◆ **Task**:
Every entry below should be written out again exactly.

◆ **Source information**:
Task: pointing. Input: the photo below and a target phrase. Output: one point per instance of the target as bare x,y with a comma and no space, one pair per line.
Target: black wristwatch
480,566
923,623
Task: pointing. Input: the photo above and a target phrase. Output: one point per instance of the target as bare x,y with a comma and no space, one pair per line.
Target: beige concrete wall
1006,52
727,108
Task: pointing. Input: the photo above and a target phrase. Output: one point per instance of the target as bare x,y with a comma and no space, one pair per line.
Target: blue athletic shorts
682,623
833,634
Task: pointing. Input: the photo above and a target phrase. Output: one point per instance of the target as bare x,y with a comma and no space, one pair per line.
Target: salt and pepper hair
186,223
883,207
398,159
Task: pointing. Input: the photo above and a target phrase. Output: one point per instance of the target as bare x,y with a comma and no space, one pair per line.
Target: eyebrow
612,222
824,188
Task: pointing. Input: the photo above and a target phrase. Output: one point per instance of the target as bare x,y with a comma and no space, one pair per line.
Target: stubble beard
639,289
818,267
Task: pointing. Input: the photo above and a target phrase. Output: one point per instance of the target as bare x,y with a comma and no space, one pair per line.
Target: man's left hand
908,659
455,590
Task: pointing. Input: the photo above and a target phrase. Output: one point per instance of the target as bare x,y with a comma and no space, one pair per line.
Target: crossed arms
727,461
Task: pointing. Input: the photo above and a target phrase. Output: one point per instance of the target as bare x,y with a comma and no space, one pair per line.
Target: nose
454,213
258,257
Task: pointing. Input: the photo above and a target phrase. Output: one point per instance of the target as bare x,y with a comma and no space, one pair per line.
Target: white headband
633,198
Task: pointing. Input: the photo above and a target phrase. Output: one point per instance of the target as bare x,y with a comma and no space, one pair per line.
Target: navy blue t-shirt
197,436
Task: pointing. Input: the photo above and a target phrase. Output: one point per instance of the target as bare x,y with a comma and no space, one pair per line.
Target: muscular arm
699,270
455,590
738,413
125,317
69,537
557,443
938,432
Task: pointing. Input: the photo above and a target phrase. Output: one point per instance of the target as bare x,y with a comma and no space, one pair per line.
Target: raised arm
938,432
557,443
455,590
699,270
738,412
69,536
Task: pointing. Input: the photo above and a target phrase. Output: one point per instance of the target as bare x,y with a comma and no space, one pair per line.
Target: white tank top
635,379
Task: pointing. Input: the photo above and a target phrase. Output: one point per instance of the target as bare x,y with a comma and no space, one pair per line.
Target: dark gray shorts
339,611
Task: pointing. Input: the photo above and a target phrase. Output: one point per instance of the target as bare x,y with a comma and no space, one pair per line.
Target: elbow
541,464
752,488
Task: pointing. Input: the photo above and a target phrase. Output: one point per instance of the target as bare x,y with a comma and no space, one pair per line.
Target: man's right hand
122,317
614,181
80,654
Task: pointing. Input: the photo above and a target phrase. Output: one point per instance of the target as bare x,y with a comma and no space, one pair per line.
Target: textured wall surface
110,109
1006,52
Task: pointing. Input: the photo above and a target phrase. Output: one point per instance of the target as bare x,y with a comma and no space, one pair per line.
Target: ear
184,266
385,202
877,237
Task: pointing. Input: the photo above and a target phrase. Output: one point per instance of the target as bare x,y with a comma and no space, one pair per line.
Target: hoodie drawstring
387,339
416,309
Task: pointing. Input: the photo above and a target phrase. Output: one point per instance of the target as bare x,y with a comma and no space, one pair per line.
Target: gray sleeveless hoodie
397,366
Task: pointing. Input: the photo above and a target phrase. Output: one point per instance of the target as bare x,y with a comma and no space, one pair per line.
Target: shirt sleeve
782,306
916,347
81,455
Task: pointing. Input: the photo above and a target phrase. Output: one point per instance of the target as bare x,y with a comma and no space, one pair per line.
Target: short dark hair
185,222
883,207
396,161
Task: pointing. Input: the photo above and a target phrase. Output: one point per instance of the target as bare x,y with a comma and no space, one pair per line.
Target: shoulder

◆ **Task answer**:
Task: pointing. Input: the photo below and a target phrase. Output: one point per instance of the target as bare x,y with a comma and no space, one pair per line.
Target: black wristwatch
480,566
923,623
Task: pointing. Input: the photo above and a target phrase. Output: one point per instance of the target as bare x,y with a comma and no space, one pair per line.
Target: beige concrete wall
1006,52
727,108
Task: pointing. Input: the photo above and a target phrase. Output: one point per instance of the target as bare x,y with a comma and no space, one pair per line.
Target: blue athletic shorts
682,623
833,634
Task: pointing. Input: the photo above and a target phrase. Output: one point per instance of the target as bare x,y with a comma and no space, one pair per line.
Target: salt and pepper hair
186,223
883,207
398,159
Task: pointing. Input: the photo above and a target phrase. Output: one point per instance of the target as bare x,y with a comma and no space, one pair per line.
Target: eyebrow
612,222
824,188
Task: pointing. Input: the photo above and a target phrase. Output: one point per instance of the target as bare x,y with a comma and no space, one pair per line.
Target: stubble beard
639,289
818,267
Task: pointing. Input: the photo above and a target phrase. Output: one point per instance of the target as bare x,y with a comma and no space, one pair per line.
Target: man's left hand
908,659
455,590
Task: pointing. Input: the photo above and a target phrase. Output: one point per instance of the target as bare x,y with a comma and no space, one pair per line.
Target: crossed arms
727,461
Task: pointing. Input: the photo above and a target phrase. Output: one point per instance of the target as bare x,y with a comma and no space, one pair per line.
Target: nose
454,213
258,257
Task: pointing. Input: the photo above and a target phrase. Output: one point per instance of the target as bare x,y with a comma and no space, one pair per line.
Target: white headband
633,198
Task: pointing. Input: the photo above and a target phrase. Output: one point per instance of the target as bare x,y with a comma and no space, one pair per line.
Target: navy blue t-shirt
197,436
Task: pointing. Input: the photo above and a target phrase. Output: one point per instance of the target as bare x,y with a comma and no space, one pair per line.
Target: muscular arm
699,270
455,590
738,413
125,317
69,537
557,443
938,432
Task: pointing. Input: the photo above and a target phrase. Output: one point per instance of the target as bare x,y with a comma and no space, one pair per line.
Target: raised arm
938,432
557,443
455,590
699,270
738,412
69,536
Task: pointing. Input: the photo above and a target phrase. Output: one point per instance of the target as bare x,y with a comma and no space, one pair per line.
Target: white tank top
635,379
Task: pointing. Input: the photo above and a target phrase. Output: one point per instance of the target as bare x,y with a comma and no space, one pair per line.
Target: dark gray shorts
339,611
Task: pointing. Input: the photo above and a target phrase. Output: one point per instance of the target as bare x,y with a comma and no space, one pair per line.
Target: elbow
541,464
752,488
Task: pointing. Input: the photo above and a target phrase. Output: one point per instance of the target as bare x,y with a comma and no space, one pair per line.
Target: man's right hand
122,317
614,181
80,654
Task: pointing. Input: the photo above and a target phrase. Output: one point per instance of the target as bare x,y with a comma and no space, one pair per line.
Target: textured wall surface
110,109
1006,52
Task: pointing. Input: the photo above and a target phrase. Output: one point per instance of the target as bare x,y with a comma and no space, one pair per line.
Target: ear
184,266
385,202
877,237
Task: pointing. Input: the photo above and a target phrase. Output: one point per instance of the target as bare x,y with a comma and no space, one pair per line.
Target: hoodie drawstring
387,339
416,309
Task: pointing. Input: the photo above and a target phrase. Output: one point per instance of the target as bare x,y with a comma and no space, one pair per line.
Target: gray sleeveless hoodie
397,366
Task: pointing. Input: the photo above and a target phrase. Output: one point per instance of the target as bare x,y with a comma and no space, one pair per line.
Target: shirt sleeve
782,306
916,347
81,455
Task: pointing. Input: the photo above and a target phrase. Output: one point per instance of the target as bare x,y with a comma and no space, one pair per line.
Target: short dark hair
185,222
883,207
396,161
Task: pointing. Input: the photo above and a target phrase. Output: one point per instance of the target as bare x,y with a comma and no space, one pair per line.
Target: shoulder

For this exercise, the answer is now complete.